# [Task to carry out]
Lay out all the rows below as a Markdown table with two columns: Number, counting them in order, and Line, holding each one's text. Leave out blank lines.

# [Data lines]
####
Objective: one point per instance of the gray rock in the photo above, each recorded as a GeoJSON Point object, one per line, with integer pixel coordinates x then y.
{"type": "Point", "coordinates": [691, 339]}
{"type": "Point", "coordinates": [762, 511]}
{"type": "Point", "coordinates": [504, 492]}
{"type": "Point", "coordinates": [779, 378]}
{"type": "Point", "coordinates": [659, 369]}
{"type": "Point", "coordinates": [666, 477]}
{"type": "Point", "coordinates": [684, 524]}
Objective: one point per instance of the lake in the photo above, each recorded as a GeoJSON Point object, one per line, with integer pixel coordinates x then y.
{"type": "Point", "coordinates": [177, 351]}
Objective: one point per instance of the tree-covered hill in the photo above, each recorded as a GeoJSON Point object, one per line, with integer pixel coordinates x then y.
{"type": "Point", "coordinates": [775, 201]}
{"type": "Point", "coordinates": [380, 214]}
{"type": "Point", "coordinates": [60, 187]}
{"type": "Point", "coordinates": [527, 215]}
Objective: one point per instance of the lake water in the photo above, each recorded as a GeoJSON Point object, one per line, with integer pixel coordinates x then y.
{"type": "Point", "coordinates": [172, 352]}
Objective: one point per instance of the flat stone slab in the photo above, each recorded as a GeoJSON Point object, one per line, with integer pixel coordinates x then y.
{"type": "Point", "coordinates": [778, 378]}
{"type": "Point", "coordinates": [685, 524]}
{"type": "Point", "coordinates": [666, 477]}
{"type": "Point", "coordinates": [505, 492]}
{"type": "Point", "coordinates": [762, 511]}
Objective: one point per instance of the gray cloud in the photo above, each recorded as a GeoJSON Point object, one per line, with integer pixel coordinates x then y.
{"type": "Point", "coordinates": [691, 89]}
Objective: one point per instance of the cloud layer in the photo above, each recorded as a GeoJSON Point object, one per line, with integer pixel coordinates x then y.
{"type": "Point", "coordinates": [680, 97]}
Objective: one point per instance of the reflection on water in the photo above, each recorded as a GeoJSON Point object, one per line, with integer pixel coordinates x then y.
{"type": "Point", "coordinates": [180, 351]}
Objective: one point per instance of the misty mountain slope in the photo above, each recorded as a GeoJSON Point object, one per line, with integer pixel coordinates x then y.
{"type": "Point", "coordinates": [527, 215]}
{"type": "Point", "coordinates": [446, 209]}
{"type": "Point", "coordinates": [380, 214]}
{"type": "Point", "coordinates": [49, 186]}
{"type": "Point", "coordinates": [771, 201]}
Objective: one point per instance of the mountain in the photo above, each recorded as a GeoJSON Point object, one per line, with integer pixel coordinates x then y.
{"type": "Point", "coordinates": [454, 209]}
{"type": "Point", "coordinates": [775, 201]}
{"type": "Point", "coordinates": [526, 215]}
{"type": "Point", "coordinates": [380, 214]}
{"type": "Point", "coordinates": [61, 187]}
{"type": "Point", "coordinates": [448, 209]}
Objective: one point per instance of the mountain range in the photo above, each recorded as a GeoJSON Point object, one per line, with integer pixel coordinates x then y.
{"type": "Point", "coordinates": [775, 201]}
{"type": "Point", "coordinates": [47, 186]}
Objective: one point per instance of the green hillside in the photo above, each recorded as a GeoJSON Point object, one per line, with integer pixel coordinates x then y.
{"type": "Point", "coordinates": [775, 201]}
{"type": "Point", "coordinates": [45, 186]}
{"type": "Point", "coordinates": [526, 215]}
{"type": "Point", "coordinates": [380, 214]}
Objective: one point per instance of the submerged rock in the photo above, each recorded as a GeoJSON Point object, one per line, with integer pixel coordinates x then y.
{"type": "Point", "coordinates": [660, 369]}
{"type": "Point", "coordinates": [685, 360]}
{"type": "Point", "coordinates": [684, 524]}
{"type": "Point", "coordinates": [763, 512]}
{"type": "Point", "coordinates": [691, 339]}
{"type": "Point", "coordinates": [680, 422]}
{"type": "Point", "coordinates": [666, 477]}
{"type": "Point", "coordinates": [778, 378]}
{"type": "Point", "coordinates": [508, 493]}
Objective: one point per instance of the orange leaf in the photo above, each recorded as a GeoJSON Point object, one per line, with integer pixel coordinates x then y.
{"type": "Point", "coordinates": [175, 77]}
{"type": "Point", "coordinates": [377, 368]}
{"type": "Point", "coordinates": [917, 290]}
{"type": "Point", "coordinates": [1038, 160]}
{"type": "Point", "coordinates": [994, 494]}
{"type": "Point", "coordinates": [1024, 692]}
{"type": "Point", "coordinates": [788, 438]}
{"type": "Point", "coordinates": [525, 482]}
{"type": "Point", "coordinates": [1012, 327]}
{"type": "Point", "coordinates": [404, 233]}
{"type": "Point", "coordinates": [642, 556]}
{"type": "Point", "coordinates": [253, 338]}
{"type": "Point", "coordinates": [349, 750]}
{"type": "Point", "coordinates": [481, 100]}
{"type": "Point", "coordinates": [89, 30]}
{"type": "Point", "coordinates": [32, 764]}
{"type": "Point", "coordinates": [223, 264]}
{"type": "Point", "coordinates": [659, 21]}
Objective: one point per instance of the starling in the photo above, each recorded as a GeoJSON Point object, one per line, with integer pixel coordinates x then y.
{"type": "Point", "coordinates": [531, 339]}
####
# [Finished task]
| Number | Line |
|---|---|
| 1 | Objective: one point per instance of the gray rock in the photo above, each recorded as a GeoJSON Point object, one per line, with integer pixel coordinates x then y. |
| 2 | {"type": "Point", "coordinates": [691, 339]} |
| 3 | {"type": "Point", "coordinates": [762, 511]} |
| 4 | {"type": "Point", "coordinates": [504, 492]} |
| 5 | {"type": "Point", "coordinates": [779, 378]} |
| 6 | {"type": "Point", "coordinates": [659, 369]} |
| 7 | {"type": "Point", "coordinates": [666, 477]} |
| 8 | {"type": "Point", "coordinates": [684, 524]} |
| 9 | Objective: one point per instance of the lake in the photo above, each recorded as a GeoJSON Point object, one per line, with integer pixel coordinates x then y. |
| 10 | {"type": "Point", "coordinates": [177, 351]} |
| 11 | Objective: one point per instance of the tree-covered hill in the photo above, each recorded as a GeoJSON Point object, one per line, with integer pixel coordinates x then y. |
| 12 | {"type": "Point", "coordinates": [775, 201]} |
| 13 | {"type": "Point", "coordinates": [380, 214]} |
| 14 | {"type": "Point", "coordinates": [60, 187]} |
| 15 | {"type": "Point", "coordinates": [527, 215]} |
| 16 | Objective: one point per instance of the lake water in the photo above, each recorded as a GeoJSON Point object, one per line, with integer pixel coordinates x then y. |
| 17 | {"type": "Point", "coordinates": [172, 352]} |
| 18 | Objective: one point per instance of the flat stone slab in the photo above, each recorded as a GeoJSON Point object, one per line, with integer pixel coordinates x then y. |
| 19 | {"type": "Point", "coordinates": [778, 378]} |
| 20 | {"type": "Point", "coordinates": [685, 524]} |
| 21 | {"type": "Point", "coordinates": [666, 477]} |
| 22 | {"type": "Point", "coordinates": [505, 492]} |
| 23 | {"type": "Point", "coordinates": [762, 511]} |
| 24 | Objective: one point per instance of the gray cloud in the photo above, each recorded as a GeoJSON Point object, one per line, with integer pixel coordinates x then y. |
| 25 | {"type": "Point", "coordinates": [691, 89]} |
| 26 | Objective: one point per instance of the cloud layer in the photo above, each recorded as a GeoJSON Point object, one per line, with integer pixel coordinates x then y. |
| 27 | {"type": "Point", "coordinates": [680, 97]} |
| 28 | Objective: one point per instance of the reflection on water in the photo above, each recorded as a GeoJSON Point object, one per line, with integer pixel coordinates x then y. |
| 29 | {"type": "Point", "coordinates": [180, 351]} |
| 30 | Objective: one point per instance of the misty mountain slope in the photo above, each recorded as a GeoJSON Point object, one per line, with integer pixel coordinates x then y. |
| 31 | {"type": "Point", "coordinates": [527, 215]} |
| 32 | {"type": "Point", "coordinates": [446, 209]} |
| 33 | {"type": "Point", "coordinates": [380, 214]} |
| 34 | {"type": "Point", "coordinates": [49, 186]} |
| 35 | {"type": "Point", "coordinates": [771, 201]} |
| 36 | Objective: one point per instance of the mountain in the photo above, each recorded as a GeoJSON Point object, one per line, with integer pixel coordinates x then y. |
| 37 | {"type": "Point", "coordinates": [454, 209]} |
| 38 | {"type": "Point", "coordinates": [775, 201]} |
| 39 | {"type": "Point", "coordinates": [526, 215]} |
| 40 | {"type": "Point", "coordinates": [380, 214]} |
| 41 | {"type": "Point", "coordinates": [61, 187]} |
| 42 | {"type": "Point", "coordinates": [448, 209]} |
| 43 | Objective: one point per instance of the mountain range in the photo above, each recorded as a GeoJSON Point object, one per line, with integer pixel coordinates x then y. |
| 44 | {"type": "Point", "coordinates": [775, 201]} |
| 45 | {"type": "Point", "coordinates": [47, 186]} |
| 46 | Objective: one point per instance of the green hillside in the photo above, each recorded as a GeoJSON Point object, one per line, with integer pixel coordinates x then y. |
| 47 | {"type": "Point", "coordinates": [775, 201]} |
| 48 | {"type": "Point", "coordinates": [45, 186]} |
| 49 | {"type": "Point", "coordinates": [526, 215]} |
| 50 | {"type": "Point", "coordinates": [380, 214]} |
| 51 | Objective: one point per instance of the submerged rock in the photo above, each recorded as a GeoJSON Point object, one per line, with integer pixel coordinates x then y. |
| 52 | {"type": "Point", "coordinates": [660, 369]} |
| 53 | {"type": "Point", "coordinates": [685, 360]} |
| 54 | {"type": "Point", "coordinates": [684, 524]} |
| 55 | {"type": "Point", "coordinates": [763, 512]} |
| 56 | {"type": "Point", "coordinates": [691, 339]} |
| 57 | {"type": "Point", "coordinates": [680, 422]} |
| 58 | {"type": "Point", "coordinates": [666, 477]} |
| 59 | {"type": "Point", "coordinates": [778, 378]} |
| 60 | {"type": "Point", "coordinates": [508, 493]} |
| 61 | Objective: one point per instance of the orange leaf in the photo above, each recorded as a GeoJSON Point object, one per line, with integer pixel coordinates x then y. |
| 62 | {"type": "Point", "coordinates": [175, 77]} |
| 63 | {"type": "Point", "coordinates": [377, 368]} |
| 64 | {"type": "Point", "coordinates": [917, 290]} |
| 65 | {"type": "Point", "coordinates": [1038, 160]} |
| 66 | {"type": "Point", "coordinates": [994, 494]} |
| 67 | {"type": "Point", "coordinates": [1024, 692]} |
| 68 | {"type": "Point", "coordinates": [788, 438]} |
| 69 | {"type": "Point", "coordinates": [525, 482]} |
| 70 | {"type": "Point", "coordinates": [1012, 327]} |
| 71 | {"type": "Point", "coordinates": [404, 233]} |
| 72 | {"type": "Point", "coordinates": [642, 556]} |
| 73 | {"type": "Point", "coordinates": [253, 338]} |
| 74 | {"type": "Point", "coordinates": [349, 750]} |
| 75 | {"type": "Point", "coordinates": [481, 100]} |
| 76 | {"type": "Point", "coordinates": [89, 30]} |
| 77 | {"type": "Point", "coordinates": [32, 764]} |
| 78 | {"type": "Point", "coordinates": [223, 264]} |
| 79 | {"type": "Point", "coordinates": [659, 21]} |
| 80 | Objective: one point per instance of the starling in the photo above, each recorded as a GeoJSON Point object, one per line, with integer pixel coordinates x then y. |
| 81 | {"type": "Point", "coordinates": [531, 339]} |